WHAT IS NEEDED
In the data below, which lines hold the word "rocky"? Copy them.

SOURCE DATA
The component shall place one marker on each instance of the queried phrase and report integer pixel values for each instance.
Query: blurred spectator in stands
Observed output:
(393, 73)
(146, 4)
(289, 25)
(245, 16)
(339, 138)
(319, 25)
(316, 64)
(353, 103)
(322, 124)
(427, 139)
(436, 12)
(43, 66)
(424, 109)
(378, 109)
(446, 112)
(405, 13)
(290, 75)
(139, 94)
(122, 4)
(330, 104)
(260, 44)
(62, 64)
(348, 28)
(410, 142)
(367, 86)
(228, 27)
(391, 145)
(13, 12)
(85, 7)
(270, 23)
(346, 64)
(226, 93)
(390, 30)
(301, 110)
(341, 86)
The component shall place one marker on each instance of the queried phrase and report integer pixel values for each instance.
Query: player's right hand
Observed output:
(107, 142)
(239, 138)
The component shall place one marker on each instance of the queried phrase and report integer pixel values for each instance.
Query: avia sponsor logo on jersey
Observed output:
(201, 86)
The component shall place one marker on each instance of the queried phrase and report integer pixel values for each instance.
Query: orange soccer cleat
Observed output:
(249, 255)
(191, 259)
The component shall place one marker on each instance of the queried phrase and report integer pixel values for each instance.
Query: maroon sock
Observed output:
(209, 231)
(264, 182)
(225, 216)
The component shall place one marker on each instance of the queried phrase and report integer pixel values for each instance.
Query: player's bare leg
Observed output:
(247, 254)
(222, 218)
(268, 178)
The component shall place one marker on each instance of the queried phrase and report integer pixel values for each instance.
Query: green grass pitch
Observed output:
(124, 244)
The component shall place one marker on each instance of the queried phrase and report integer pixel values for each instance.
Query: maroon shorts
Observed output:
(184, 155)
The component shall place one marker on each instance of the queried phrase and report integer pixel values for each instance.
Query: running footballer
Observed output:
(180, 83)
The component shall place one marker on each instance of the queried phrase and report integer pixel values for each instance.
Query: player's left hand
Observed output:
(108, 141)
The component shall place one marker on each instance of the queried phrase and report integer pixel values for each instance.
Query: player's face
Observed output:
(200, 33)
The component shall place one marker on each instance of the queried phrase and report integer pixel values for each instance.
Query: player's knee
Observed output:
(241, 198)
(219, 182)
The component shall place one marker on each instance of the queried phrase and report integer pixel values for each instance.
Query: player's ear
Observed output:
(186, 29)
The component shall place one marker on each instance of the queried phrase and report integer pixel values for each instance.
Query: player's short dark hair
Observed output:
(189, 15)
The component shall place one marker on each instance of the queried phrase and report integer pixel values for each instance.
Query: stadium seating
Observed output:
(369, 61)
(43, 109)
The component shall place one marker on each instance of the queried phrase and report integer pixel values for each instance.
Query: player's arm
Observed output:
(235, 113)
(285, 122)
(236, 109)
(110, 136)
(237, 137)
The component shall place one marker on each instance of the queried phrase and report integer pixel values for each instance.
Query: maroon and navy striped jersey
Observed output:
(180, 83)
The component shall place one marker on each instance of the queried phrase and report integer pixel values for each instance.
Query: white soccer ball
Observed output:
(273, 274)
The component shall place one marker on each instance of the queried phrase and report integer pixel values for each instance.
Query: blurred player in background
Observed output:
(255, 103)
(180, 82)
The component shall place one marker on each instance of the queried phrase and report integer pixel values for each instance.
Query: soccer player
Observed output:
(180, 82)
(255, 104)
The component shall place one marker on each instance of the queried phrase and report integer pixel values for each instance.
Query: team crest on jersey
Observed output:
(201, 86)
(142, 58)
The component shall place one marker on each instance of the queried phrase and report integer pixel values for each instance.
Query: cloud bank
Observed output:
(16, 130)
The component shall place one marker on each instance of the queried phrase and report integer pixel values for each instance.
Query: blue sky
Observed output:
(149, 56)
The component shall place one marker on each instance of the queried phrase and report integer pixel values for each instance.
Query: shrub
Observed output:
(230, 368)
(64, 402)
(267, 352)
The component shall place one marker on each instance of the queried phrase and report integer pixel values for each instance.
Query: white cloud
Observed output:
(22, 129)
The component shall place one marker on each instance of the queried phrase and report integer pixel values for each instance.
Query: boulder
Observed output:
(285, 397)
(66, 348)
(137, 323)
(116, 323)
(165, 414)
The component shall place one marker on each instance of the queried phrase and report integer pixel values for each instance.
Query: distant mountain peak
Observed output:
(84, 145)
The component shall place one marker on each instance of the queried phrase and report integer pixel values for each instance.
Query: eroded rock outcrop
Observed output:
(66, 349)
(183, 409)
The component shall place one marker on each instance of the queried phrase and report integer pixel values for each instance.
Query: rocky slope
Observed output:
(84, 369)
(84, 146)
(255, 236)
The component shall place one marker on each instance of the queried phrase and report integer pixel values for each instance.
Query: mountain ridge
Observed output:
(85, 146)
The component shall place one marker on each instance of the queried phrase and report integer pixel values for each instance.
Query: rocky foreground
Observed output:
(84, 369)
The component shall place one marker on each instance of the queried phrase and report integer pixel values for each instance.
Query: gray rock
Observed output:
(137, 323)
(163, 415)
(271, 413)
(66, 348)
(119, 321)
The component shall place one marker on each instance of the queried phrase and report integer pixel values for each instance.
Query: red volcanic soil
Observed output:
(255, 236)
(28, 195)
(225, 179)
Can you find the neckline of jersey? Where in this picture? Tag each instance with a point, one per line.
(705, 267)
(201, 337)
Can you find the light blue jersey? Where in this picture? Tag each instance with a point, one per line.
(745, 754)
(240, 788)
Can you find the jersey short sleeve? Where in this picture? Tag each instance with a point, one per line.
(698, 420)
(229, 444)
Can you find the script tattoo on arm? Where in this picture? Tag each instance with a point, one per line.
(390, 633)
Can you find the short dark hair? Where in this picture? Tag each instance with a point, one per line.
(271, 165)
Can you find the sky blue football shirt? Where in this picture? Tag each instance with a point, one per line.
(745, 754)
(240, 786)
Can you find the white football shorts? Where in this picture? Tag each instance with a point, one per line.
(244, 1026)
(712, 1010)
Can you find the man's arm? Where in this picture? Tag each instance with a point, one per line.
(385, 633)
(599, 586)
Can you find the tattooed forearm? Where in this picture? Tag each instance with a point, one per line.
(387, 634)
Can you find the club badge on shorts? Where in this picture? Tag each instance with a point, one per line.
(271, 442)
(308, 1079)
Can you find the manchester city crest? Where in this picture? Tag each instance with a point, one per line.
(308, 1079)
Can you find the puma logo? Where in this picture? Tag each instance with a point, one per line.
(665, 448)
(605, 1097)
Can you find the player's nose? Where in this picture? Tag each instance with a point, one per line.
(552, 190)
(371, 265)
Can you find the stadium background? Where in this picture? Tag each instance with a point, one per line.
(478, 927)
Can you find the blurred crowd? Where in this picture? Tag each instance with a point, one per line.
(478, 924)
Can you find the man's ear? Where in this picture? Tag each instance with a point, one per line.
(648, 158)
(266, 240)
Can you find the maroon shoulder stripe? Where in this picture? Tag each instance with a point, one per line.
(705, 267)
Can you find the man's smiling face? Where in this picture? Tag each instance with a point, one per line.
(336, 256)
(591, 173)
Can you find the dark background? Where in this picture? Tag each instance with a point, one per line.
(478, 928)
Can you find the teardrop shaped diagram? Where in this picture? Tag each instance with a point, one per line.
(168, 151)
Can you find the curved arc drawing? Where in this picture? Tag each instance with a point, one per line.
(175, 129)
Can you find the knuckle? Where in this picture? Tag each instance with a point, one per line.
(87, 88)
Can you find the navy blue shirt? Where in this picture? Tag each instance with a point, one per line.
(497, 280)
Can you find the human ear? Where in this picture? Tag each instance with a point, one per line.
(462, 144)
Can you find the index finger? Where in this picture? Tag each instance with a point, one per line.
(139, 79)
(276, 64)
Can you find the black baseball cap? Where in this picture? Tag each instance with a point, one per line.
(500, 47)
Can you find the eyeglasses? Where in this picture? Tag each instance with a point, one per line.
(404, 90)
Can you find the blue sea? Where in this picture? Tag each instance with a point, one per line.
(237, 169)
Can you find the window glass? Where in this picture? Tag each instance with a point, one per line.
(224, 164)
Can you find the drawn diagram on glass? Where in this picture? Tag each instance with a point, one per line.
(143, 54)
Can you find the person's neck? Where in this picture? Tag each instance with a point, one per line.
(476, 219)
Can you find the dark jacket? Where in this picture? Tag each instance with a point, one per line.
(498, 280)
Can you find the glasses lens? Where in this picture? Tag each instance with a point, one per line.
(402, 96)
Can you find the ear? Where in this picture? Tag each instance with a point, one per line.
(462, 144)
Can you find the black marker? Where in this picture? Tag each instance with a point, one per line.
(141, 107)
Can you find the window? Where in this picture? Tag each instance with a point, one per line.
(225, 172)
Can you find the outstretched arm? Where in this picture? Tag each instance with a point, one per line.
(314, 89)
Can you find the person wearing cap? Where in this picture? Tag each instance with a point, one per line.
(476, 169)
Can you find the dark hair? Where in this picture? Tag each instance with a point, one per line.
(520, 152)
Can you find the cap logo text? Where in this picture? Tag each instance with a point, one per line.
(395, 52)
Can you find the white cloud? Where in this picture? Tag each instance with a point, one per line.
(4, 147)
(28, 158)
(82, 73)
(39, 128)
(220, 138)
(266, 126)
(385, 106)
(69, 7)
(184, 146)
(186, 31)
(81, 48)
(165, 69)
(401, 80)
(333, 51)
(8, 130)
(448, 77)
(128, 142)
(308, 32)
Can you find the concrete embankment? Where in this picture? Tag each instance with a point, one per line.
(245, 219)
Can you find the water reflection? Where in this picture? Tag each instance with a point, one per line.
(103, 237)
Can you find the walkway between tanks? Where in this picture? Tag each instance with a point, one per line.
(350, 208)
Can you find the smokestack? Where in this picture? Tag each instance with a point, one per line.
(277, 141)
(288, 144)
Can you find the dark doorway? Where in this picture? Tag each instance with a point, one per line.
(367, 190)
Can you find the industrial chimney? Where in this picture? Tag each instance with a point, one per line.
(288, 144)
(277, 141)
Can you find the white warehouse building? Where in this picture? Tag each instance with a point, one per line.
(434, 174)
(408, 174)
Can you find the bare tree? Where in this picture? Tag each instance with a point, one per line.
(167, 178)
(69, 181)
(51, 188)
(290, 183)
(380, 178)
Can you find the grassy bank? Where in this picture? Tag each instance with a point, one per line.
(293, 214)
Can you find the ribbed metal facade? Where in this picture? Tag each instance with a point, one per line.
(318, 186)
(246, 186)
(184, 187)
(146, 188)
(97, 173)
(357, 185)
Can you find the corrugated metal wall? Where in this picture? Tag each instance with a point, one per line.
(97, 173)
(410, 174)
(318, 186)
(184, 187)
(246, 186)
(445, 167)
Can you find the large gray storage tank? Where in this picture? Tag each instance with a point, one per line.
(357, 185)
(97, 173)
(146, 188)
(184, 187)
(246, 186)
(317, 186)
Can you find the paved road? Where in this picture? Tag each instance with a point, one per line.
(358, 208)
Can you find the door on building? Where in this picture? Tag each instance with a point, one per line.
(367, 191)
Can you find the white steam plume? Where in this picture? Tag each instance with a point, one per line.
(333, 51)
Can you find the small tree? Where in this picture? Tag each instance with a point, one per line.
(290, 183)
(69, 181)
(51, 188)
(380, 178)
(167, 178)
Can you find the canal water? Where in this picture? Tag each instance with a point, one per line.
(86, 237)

RESULT OF THE EXERCISE
Query: rocky slope
Query: rocky foreground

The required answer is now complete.